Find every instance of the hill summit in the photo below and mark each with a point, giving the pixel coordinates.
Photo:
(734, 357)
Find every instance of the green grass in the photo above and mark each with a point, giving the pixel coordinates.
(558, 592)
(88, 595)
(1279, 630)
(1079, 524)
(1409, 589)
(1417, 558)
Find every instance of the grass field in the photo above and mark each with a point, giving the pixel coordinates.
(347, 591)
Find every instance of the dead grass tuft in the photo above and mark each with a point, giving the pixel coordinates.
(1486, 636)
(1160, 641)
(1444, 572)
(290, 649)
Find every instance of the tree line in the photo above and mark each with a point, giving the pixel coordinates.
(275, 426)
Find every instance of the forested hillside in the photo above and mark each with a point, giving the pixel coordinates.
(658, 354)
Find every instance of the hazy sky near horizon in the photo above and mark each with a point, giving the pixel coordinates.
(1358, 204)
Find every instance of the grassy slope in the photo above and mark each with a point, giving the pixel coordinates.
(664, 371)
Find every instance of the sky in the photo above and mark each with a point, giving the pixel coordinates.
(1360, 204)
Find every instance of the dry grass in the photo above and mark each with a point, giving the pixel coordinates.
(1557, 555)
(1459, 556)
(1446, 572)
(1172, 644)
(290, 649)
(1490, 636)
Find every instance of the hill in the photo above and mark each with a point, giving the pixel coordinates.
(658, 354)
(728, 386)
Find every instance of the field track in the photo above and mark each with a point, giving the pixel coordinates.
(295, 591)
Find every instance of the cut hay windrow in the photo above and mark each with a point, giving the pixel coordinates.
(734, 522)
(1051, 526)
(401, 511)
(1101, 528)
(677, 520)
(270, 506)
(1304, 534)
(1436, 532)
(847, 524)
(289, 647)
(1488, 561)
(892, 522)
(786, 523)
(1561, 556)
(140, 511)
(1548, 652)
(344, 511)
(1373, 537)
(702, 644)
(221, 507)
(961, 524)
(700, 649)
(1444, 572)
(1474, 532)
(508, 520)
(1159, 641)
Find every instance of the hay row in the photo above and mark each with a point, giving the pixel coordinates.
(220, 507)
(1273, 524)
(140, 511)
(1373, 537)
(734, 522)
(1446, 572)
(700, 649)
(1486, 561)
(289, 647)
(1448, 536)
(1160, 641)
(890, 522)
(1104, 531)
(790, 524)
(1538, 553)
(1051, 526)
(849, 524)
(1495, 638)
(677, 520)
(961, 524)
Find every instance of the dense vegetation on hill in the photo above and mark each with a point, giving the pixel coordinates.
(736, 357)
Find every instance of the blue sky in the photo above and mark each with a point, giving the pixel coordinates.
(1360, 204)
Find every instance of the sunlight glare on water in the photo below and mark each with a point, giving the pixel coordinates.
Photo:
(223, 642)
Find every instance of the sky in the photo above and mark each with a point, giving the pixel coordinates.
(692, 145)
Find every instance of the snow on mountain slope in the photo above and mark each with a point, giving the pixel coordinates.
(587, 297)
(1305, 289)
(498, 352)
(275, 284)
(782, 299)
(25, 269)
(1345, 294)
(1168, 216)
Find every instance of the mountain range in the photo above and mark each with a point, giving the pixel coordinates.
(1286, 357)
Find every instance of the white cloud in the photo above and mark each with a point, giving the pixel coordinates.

────────────────────

▶ Required work:
Show every line in the listing above that carries the word "below".

▶ Exercise output:
Find every instance of the hill summit in the photo below and mark each with a point, giving the pixel coordinates.
Find every instance of the sunlight glare on water in the photo below and mark each with a point, giving the pixel coordinates.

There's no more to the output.